■ TASK DIRECTIONS
Please present the data between the lines holding "like x=216 y=112." and "x=582 y=423", inclusive, as a Markdown table with the columns Row and Text. Number each line, and leave out blank lines.

■ RECORDED DATA
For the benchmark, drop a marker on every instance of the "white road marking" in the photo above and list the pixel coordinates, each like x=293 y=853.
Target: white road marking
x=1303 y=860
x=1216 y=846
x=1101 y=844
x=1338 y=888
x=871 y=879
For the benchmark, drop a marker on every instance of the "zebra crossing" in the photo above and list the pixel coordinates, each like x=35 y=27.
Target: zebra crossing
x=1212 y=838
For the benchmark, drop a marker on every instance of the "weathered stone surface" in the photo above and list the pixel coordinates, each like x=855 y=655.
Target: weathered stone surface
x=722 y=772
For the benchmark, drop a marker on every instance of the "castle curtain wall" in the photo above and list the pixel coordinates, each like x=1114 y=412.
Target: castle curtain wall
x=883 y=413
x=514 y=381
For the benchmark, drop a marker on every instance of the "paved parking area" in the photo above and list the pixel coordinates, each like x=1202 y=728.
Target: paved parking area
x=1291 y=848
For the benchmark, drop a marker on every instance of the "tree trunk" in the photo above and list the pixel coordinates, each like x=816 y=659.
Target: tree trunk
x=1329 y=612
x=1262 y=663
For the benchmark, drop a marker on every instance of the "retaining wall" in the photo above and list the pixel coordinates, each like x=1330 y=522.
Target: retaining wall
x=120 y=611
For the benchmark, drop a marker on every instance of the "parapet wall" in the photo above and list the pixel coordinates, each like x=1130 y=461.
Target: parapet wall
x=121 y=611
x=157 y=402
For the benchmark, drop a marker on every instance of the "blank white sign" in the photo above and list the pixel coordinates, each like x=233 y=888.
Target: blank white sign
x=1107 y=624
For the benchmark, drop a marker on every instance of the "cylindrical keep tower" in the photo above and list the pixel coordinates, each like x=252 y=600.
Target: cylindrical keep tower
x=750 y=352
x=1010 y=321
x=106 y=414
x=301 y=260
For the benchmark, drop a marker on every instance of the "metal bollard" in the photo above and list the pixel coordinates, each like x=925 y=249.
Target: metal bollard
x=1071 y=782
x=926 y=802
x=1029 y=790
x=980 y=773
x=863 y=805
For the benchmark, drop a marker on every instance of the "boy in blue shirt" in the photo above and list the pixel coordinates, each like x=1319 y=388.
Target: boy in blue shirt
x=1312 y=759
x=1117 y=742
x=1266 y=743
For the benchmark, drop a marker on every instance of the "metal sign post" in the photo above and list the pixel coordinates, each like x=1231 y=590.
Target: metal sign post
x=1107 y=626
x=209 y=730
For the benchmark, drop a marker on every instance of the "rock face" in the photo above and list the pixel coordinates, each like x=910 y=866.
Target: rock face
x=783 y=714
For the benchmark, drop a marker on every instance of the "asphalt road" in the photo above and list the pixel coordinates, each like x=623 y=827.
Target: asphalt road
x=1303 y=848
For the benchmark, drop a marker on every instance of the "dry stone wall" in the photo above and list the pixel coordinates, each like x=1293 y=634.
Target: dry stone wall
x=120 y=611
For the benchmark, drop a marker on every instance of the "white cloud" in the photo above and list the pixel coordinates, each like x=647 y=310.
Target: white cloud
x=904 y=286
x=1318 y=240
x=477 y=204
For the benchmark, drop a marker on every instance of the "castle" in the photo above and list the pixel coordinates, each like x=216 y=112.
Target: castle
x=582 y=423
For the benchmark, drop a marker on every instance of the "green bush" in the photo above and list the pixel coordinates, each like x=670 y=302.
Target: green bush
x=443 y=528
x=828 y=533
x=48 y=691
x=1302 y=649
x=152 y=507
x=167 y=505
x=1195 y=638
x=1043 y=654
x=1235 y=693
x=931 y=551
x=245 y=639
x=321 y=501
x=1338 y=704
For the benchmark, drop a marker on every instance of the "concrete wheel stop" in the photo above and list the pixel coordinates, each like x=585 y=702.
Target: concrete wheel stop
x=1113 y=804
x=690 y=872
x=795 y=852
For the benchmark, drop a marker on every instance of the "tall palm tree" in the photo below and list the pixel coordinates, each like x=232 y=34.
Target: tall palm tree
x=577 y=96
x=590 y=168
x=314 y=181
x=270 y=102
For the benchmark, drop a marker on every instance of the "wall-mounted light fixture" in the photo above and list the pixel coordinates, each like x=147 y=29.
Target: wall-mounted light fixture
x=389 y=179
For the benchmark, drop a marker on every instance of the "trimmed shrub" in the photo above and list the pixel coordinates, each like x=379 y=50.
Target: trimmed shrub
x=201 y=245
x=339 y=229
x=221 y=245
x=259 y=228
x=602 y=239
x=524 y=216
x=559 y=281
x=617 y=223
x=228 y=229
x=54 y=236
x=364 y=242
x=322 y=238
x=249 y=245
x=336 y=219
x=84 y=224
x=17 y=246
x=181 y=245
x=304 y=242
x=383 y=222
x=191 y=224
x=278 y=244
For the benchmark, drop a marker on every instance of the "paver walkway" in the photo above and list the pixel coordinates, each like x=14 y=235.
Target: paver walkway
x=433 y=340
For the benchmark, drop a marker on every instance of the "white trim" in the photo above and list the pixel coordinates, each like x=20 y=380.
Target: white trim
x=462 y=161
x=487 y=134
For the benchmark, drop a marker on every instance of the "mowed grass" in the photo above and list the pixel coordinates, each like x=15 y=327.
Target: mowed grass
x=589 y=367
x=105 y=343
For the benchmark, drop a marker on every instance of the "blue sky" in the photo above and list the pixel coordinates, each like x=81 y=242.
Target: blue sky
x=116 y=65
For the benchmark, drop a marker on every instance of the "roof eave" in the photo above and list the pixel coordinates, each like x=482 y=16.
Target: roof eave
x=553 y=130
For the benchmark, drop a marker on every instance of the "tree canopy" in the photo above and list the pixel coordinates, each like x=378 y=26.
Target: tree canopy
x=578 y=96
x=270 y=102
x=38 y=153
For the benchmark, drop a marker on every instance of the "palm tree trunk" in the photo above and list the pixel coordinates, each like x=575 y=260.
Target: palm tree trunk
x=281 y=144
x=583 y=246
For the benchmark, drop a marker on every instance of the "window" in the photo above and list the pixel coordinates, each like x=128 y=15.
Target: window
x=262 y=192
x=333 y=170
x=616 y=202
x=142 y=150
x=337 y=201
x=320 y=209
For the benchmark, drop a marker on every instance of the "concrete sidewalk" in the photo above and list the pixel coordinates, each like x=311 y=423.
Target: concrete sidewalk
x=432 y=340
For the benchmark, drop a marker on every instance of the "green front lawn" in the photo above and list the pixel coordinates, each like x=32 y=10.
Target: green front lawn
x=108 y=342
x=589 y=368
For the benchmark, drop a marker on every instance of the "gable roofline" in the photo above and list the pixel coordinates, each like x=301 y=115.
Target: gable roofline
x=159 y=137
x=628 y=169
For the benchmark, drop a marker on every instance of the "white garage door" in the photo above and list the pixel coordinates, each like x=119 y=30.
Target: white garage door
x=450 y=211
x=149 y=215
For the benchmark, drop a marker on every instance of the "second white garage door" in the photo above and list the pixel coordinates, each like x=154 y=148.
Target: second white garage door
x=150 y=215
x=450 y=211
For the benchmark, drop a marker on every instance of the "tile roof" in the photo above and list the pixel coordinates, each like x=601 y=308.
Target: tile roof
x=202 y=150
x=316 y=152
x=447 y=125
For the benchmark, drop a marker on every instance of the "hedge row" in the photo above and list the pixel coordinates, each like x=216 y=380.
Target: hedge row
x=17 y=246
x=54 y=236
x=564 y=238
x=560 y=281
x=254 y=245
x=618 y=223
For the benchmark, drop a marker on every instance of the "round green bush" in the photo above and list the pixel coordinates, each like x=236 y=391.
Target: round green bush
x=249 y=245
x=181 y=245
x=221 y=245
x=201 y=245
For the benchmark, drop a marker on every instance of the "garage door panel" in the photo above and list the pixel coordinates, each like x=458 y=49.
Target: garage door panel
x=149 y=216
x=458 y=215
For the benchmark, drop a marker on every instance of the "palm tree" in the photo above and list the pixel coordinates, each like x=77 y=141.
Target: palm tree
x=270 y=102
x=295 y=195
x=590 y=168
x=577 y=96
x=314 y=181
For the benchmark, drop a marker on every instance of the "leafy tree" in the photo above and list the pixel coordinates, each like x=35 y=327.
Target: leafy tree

■ SOLUTION TO THIS PROBLEM
| Row | Text |
|---|---|
| 1 | For the benchmark, drop a marker on every instance of the "castle" in the photo above and list the pixel coordinates, each like x=216 y=112. |
| 2 | Target: castle |
| 3 | x=582 y=423 |